▶ [Requirement 1]
Answer these questions about the mailing list message:
(a) Who is listed on the From line of the message itself?
(b) What date line does the message carry?
(c) According to the quoted text, what happens to the bio when generic_make_request is called recursively?

----

From mboxrd@z Thu Jan  1 00:00:00 1970
Return-Path: <linux-kernel-owner@vger.kernel.org>
Received: (majordomo@vger.kernel.org) by vger.kernel.org via listexpand
	id S1752988AbbJQQEc (ORCPT <rfc822;w@1wt.eu>);
	Sat, 17 Oct 2015 12:04:32 -0400
Received: from mail-io0-f181.google.com ([209.85.223.181]:34049 "EHLO
	mail-io0-f181.google.com" rhost-flags-OK-OK-OK-OK) by vger.kernel.org
	with ESMTP id S1752528AbbJQQE3 (ORCPT
	<rfc822;linux-kernel@vger.kernel.org>);
	Sat, 17 Oct 2015 12:04:29 -0400
MIME-Version: 1.0
In-Reply-To: <20151014204739.GA23449@redhat.com>
References: <5384CE82.90601@kernel.dk>
	<alpine.LRH.2.02.1405291944090.22123@file01.intranet.prod.int.rdu2.redhat.com>
	<20151005205943.GB25762@redhat.com>
	<alpine.LRH.2.02.1510061410450.27916@file01.intranet.prod.int.rdu2.redhat.com>
	<20151006185016.GA31955@redhat.com>
	<20151006201637.GA4158@redhat.com>
	<alpine.LRH.2.02.1510081100510.9641@file01.intranet.prod.int.rdu2.redhat.com>
	<20151008150859.GA11770@redhat.com>
	<20151009195203.GA18790@redhat.com>
	<20151009195907.GB18790@redhat.com>
	<20151014204739.GA23449@redhat.com>
Date: Sun, 18 Oct 2015 00:04:29 +0800
Message-ID: <CACVXFVP7GwgWUHc4sHZwShwmdzFT5ZrHRcEH4zd5A8HommmCJg@mail.gmail.com>
Subject: Re: [PATCH v3 for-4.4] block: flush queued bios when process blocks
 to avoid deadlock
From: Ming Lei <tom.leiming@gmail.com>
To: Mike Snitzer <snitzer@redhat.com>
Cc: Jens Axboe <axboe@kernel.dk>, Kent Overstreet <kent.overstreet@gmail.com>,
        Mikulas Patocka <mpatocka@redhat.com>, dm-devel@redhat.com,
        Linux Kernel Mailing List <linux-kernel@vger.kernel.org>,
        "Alasdair G. Kergon" <agk@redhat.com>, Jeff Moyer <jmoyer@redhat.com>
Content-Type: text/plain; charset=UTF-8
Sender: linux-kernel-owner@vger.kernel.org
List-ID: <linux-kernel.vger.kernel.org>
X-Mailing-List: linux-kernel@vger.kernel.org

On Thu, Oct 15, 2015 at 4:47 AM, Mike Snitzer <snitzer@redhat.com> wrote:
> From: Mikulas Patocka <mpatocka@redhat.com>
>
> The block layer uses per-process bio list to avoid recursion in
> generic_make_request.  When generic_make_request is called recursively,
> the bio is added to current->bio_list and generic_make_request returns
> immediately.  The top-level instance of generic_make_request takes bios
> from current->bio_list and processes them.

----

▶ [Requirement 2]
Reproduce the object pointing dataset rows between the lines holding "Where is each instance of the rider" and "point(247, 97)", inclusive.

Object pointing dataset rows
----

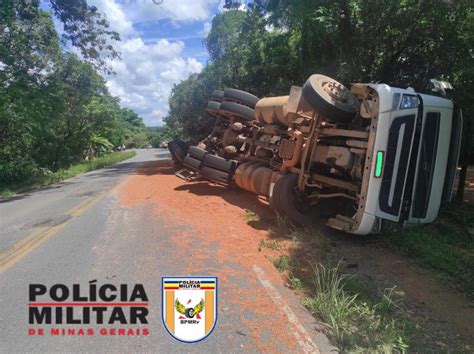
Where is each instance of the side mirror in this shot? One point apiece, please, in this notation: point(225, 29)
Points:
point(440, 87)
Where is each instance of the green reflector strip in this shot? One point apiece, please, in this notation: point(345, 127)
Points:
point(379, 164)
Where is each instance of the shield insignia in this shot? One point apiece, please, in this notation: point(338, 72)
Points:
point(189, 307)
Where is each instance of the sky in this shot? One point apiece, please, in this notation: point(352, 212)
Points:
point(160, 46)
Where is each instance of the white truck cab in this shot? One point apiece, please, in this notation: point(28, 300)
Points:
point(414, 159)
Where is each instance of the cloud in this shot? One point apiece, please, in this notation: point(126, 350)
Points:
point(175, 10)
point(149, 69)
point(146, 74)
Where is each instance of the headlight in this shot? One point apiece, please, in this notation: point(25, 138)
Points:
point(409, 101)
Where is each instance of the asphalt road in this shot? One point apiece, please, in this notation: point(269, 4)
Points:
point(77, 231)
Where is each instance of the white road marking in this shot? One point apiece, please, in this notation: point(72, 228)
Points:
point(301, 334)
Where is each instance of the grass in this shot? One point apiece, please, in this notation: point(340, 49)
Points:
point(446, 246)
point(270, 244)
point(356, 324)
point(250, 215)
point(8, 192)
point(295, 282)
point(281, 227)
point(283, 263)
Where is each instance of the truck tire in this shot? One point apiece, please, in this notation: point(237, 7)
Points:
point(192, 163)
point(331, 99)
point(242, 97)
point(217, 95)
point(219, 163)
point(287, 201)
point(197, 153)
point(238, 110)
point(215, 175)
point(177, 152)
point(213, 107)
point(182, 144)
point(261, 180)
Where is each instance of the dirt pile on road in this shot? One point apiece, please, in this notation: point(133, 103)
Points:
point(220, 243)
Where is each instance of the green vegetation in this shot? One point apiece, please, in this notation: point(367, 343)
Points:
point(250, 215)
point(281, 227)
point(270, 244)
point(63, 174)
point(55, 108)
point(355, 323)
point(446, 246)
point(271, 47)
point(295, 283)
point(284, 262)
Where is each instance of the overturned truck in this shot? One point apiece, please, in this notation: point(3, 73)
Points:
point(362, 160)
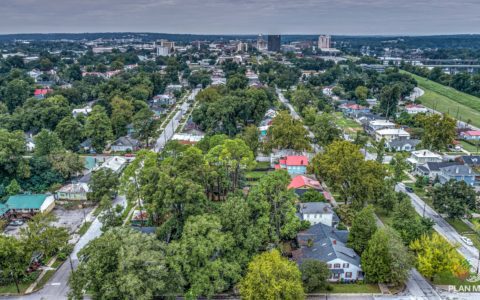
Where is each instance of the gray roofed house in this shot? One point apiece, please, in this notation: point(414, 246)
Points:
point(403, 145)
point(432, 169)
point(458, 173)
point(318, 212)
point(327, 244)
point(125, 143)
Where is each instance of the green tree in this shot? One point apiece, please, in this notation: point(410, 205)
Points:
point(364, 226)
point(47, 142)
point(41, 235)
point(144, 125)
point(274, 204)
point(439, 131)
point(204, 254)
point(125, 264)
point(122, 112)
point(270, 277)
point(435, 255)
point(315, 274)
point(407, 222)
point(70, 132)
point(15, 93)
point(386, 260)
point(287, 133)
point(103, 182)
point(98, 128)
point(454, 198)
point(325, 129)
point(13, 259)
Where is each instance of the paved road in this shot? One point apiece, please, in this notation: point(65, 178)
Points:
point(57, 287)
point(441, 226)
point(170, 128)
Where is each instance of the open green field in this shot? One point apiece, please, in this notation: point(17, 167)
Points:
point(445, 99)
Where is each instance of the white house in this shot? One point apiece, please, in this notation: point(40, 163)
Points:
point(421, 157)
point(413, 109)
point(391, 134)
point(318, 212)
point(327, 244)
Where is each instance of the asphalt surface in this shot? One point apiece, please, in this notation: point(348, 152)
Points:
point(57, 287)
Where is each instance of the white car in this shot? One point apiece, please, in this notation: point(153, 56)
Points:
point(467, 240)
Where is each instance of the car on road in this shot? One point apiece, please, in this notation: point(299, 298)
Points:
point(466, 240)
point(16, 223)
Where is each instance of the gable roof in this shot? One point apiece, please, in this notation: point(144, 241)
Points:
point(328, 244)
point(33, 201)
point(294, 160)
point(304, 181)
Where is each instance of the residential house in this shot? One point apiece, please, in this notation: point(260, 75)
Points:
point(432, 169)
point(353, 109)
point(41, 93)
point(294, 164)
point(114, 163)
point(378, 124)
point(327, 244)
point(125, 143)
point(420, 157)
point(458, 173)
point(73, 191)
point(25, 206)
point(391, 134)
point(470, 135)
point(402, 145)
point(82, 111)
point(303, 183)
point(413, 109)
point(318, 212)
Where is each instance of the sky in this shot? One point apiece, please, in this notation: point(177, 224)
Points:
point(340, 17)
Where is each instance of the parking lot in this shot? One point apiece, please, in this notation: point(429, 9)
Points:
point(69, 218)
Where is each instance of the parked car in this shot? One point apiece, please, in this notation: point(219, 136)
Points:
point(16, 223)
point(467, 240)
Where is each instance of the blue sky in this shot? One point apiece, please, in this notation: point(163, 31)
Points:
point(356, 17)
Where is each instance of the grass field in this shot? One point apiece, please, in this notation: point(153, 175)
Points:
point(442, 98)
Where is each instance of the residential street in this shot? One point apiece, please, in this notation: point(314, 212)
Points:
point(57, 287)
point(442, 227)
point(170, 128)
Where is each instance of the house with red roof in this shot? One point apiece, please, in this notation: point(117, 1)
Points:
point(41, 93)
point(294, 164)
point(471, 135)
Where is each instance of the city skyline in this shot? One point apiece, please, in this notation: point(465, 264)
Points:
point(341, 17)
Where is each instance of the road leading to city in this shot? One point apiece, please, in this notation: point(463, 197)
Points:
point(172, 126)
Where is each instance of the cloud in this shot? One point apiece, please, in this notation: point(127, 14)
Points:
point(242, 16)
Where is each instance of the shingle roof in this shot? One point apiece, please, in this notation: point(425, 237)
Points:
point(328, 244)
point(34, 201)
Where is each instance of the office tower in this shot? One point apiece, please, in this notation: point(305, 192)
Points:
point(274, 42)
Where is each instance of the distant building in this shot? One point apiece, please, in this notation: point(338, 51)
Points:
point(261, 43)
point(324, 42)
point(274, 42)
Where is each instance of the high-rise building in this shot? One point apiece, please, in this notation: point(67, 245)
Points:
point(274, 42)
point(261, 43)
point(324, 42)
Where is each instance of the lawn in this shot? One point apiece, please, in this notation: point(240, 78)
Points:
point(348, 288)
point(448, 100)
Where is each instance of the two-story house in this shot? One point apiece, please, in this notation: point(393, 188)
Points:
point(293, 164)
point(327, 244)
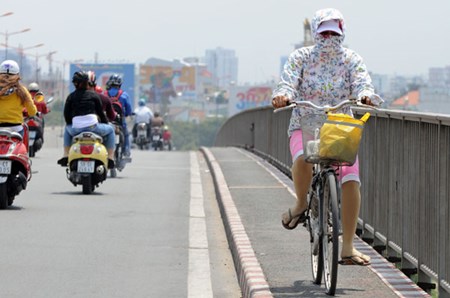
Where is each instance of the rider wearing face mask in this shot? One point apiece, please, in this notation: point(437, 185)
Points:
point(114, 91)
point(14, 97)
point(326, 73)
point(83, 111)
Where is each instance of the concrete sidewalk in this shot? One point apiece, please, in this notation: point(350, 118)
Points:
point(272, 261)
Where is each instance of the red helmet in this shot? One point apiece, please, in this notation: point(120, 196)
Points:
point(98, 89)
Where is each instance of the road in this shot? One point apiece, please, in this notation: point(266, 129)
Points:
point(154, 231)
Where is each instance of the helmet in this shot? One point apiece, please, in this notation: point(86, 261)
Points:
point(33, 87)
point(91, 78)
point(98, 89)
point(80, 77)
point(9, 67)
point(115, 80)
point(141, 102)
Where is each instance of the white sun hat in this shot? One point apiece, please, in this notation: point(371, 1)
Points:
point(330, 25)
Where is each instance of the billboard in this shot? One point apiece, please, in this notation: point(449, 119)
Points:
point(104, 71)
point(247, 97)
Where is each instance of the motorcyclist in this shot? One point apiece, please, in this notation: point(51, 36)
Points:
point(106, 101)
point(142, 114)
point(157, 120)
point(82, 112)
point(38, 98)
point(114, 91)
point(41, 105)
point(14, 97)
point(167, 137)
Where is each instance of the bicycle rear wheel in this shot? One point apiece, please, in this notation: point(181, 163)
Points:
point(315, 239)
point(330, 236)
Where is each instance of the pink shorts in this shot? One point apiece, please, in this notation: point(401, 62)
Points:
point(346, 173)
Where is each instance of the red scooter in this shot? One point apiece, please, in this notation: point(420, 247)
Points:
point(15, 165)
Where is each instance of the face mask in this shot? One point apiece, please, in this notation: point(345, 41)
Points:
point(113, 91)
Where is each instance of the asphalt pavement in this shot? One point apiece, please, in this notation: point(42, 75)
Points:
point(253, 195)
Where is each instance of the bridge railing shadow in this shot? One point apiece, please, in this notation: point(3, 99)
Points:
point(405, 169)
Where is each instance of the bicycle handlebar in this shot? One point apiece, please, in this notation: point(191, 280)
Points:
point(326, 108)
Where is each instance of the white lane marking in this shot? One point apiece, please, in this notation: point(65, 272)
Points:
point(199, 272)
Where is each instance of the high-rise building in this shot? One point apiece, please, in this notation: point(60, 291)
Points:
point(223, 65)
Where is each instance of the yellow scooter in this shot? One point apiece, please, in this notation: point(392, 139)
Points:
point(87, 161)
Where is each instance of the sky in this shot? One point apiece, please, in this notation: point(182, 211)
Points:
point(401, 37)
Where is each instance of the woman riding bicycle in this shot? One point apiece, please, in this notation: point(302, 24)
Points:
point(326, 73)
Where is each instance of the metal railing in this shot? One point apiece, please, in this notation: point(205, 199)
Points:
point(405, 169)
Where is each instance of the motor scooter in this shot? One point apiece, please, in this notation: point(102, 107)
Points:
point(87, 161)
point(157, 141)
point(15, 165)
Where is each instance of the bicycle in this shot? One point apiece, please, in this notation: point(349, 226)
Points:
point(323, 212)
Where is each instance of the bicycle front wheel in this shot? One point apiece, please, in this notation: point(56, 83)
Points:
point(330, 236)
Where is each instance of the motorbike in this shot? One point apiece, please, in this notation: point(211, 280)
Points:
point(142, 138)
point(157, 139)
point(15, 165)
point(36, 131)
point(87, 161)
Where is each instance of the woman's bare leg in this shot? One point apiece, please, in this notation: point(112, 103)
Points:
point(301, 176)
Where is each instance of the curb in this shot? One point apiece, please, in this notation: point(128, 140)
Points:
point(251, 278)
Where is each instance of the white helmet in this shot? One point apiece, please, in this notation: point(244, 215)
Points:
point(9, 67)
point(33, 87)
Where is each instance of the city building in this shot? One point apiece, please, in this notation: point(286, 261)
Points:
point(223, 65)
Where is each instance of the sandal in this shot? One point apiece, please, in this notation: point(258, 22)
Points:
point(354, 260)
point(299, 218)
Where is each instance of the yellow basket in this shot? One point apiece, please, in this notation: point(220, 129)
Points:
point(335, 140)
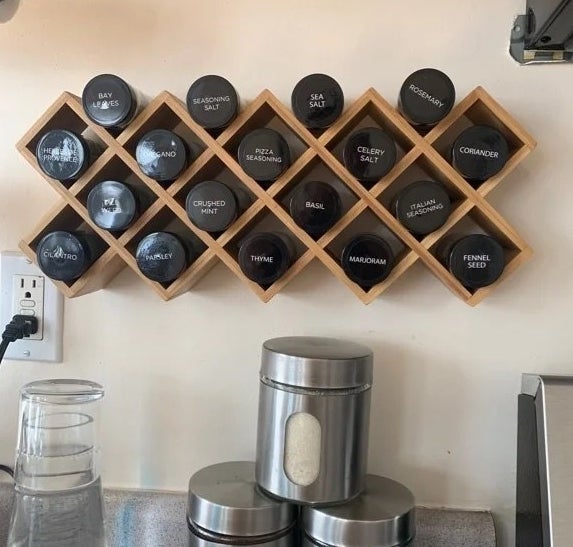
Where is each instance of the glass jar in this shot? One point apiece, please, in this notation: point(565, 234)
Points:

----

▶ [Task solution 1]
(a) Ming Lei <tom.leiming@gmail.com>
(b) Sun, 18 Oct 2015 00:04:29 +0800
(c) The bio is added to current->bio_list, and generic_make_request returns immediately.

▶ [Task solution 2]
Where is each instance of the rider wearing face mask in this shot? One point apiece, please, in this notation: point(437, 185)
Points:
point(114, 91)
point(14, 97)
point(326, 73)
point(83, 111)
Where is each instance of the concrete sidewalk in this shot? One point apiece, please, in this notation: point(350, 118)
Points:
point(272, 261)
Where is each instance of the red helmet in this shot? One point apiece, please, in this notation: point(120, 196)
Points:
point(98, 89)
Where is each instance of the road in this shot? One point apiece, please, in this notation: point(266, 129)
Points:
point(154, 231)
Where is each instance of the helmet in this shot? One point apiece, please, in this notation: point(86, 261)
Points:
point(33, 87)
point(91, 78)
point(98, 89)
point(80, 77)
point(9, 67)
point(115, 80)
point(141, 102)
Where is each instance of the white sun hat in this shot? One point apiece, please, in this notation: point(371, 1)
Points:
point(330, 25)
Where is each instance of the billboard in this shot? One point apiece, please, in this notation: point(449, 119)
Points:
point(104, 71)
point(247, 97)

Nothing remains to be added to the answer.